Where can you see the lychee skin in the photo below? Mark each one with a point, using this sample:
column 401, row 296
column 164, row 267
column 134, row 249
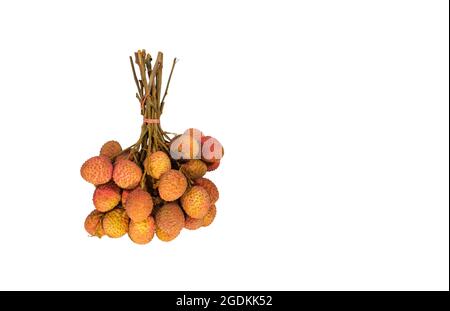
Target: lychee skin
column 210, row 187
column 97, row 170
column 170, row 219
column 164, row 236
column 196, row 202
column 213, row 166
column 194, row 169
column 193, row 223
column 106, row 197
column 139, row 205
column 125, row 194
column 115, row 223
column 93, row 224
column 127, row 174
column 111, row 149
column 209, row 218
column 172, row 185
column 142, row 232
column 212, row 149
column 157, row 164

· · ·

(What needs to be done): Copy out every one of the lines above word for word, leaving out the picture.

(Completed task):
Where can you see the lychee skin in the photo below? Mark each one with a point, using this sample:
column 401, row 296
column 164, row 267
column 134, row 249
Target: lychee skin
column 210, row 187
column 97, row 170
column 170, row 219
column 164, row 236
column 196, row 202
column 213, row 166
column 194, row 169
column 193, row 223
column 106, row 197
column 139, row 205
column 125, row 194
column 115, row 223
column 93, row 224
column 127, row 174
column 111, row 149
column 209, row 218
column 172, row 185
column 142, row 232
column 212, row 149
column 157, row 164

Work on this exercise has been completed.